■ What you will do
Do not include the pictures; repeat the rest of the data exactly.

═══ Supplied data

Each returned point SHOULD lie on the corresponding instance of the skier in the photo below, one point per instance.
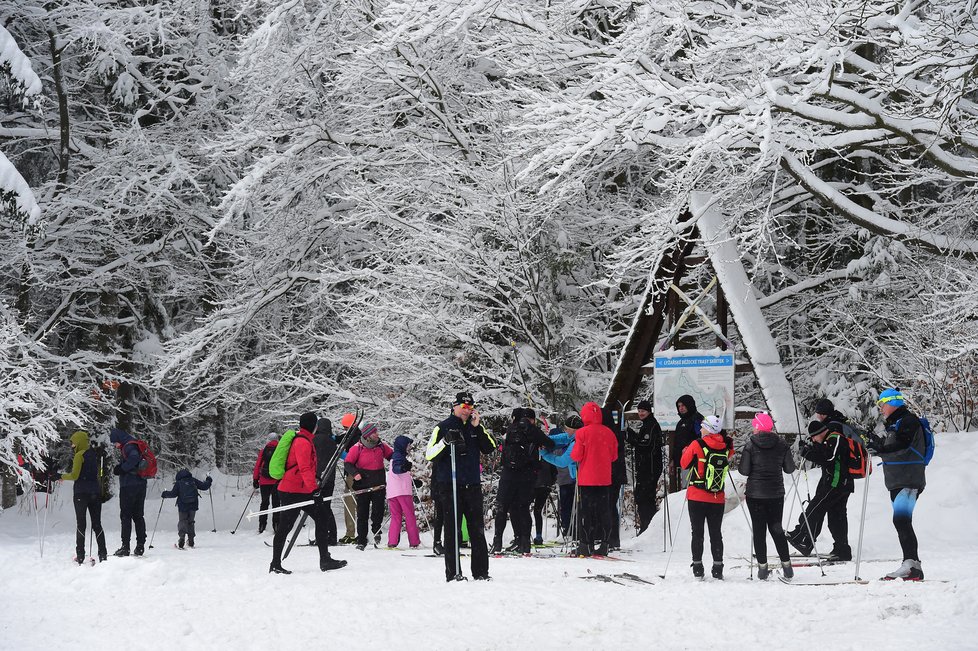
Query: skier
(462, 435)
(298, 485)
(87, 494)
(762, 461)
(902, 451)
(326, 444)
(132, 493)
(265, 483)
(365, 463)
(400, 493)
(706, 461)
(647, 446)
(828, 450)
(595, 450)
(687, 430)
(185, 490)
(520, 463)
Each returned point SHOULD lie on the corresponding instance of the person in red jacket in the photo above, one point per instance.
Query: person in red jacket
(266, 483)
(299, 484)
(707, 459)
(595, 449)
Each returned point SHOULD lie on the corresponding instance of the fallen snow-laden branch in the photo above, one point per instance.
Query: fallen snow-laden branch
(873, 221)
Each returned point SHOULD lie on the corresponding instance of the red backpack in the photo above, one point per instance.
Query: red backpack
(147, 460)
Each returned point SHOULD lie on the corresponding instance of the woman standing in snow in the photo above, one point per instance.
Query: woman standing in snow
(706, 460)
(763, 460)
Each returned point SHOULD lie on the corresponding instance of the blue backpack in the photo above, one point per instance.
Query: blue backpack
(929, 445)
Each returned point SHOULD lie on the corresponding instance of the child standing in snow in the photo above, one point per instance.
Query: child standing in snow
(185, 490)
(706, 460)
(763, 460)
(400, 484)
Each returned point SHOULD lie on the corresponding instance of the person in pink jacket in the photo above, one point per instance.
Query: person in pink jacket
(365, 463)
(400, 495)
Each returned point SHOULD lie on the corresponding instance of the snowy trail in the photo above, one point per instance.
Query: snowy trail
(219, 595)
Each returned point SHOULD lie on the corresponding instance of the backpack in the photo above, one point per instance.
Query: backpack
(519, 451)
(276, 465)
(716, 466)
(929, 444)
(266, 460)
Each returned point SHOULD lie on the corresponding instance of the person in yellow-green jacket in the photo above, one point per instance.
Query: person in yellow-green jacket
(87, 497)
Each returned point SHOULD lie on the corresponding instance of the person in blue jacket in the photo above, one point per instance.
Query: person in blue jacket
(185, 490)
(132, 493)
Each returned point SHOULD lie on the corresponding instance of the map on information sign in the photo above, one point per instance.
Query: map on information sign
(706, 375)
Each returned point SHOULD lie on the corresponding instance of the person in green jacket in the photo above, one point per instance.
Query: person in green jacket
(87, 497)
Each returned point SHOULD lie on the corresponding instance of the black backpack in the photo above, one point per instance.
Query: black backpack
(519, 450)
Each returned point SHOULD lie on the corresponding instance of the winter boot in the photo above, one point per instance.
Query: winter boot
(787, 570)
(276, 568)
(331, 564)
(717, 571)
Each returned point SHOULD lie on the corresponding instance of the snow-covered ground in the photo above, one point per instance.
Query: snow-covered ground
(220, 596)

══════

■ Response for this exercise
Each returned point SHOULD lie on the corresponding instance of the skier in the photo below, one point per instance.
Query: skier
(462, 435)
(298, 485)
(87, 494)
(762, 461)
(902, 451)
(326, 444)
(132, 493)
(265, 483)
(365, 463)
(400, 493)
(706, 461)
(647, 446)
(828, 450)
(595, 450)
(687, 430)
(185, 490)
(520, 463)
Each returned point SHOULD lie on the corresponding instance of the person in red jacket in the photo above, one point per instance.
Query: person in red jacket
(266, 483)
(299, 484)
(707, 459)
(595, 449)
Each returned point SHOULD lie on the corresponding instance of the fallen snow-laden branch in the photo above, one point per instance.
Query: fallen snow-laden branch
(873, 221)
Each returned point SHOULD lie on the corresponding instance of the red backpack in the photo above, one point per instance.
Query: red backpack
(147, 460)
Each returned point SHOULD lie on the corresponding instance of the woman standing in snow in the photo above, one point per instance.
Query: woman standing in snow
(706, 460)
(763, 460)
Each returned point SHOULD lie on the corresponding instance of the blue backpack in the photo above, one point per instance.
Query: blue backpack
(929, 445)
Each returned point SHOULD lie on the corresponding instance of the child standing in snow in the photo above, one point per instance.
Query: child standing in snow
(185, 490)
(706, 460)
(763, 460)
(400, 484)
Each returned point SHOULD lie on the corresponding instance of the person in pink jacket in the photo above, one point per instance.
Query: person in pink jacket
(365, 463)
(400, 495)
Each returned point SHOULD lie on the corresponding instance of the snowy trail in the photo above, one point per instance.
Query: snowy trail
(219, 595)
Each returned point SHOULD lie on the corresponding instance of the backpack in the photo above, one point per instance.
Query: backpack
(519, 451)
(276, 465)
(716, 466)
(929, 444)
(266, 460)
Each returned point SHOULD lie on the corresponding instance of the person in yellow-green jacket in the photo above, one point per instance.
Query: person in yellow-green jacket
(87, 497)
Each returned point SHOULD lie on the corresponding instance of the person in blue jacket in the photo above, one point per instance.
Query: person in blue jacket
(185, 490)
(132, 493)
Each returned point SHOULD lie on the corresponding instance of the map on information sign in the photo above, one point per instance.
Query: map on information sign
(706, 375)
Each returned point SHOULD lie on the corresponding instance of the person in green jacket in the photo above, one point per instance.
Query: person in green jacket
(87, 497)
Each returned point SHOULD lie on the corresponding instance of the black backpack in the photo above, one point per instance.
Query: black backpack
(519, 450)
Each returned point SHOULD lie on the corresponding instance of the winter boot in the photo above, one point per instance.
Query: winter boot
(787, 570)
(276, 568)
(331, 564)
(717, 571)
Each returned point SHOULD lie on the corresponding instance of the snow-covered ground in the photo above, one point per instance.
Query: snow-covered ground
(220, 596)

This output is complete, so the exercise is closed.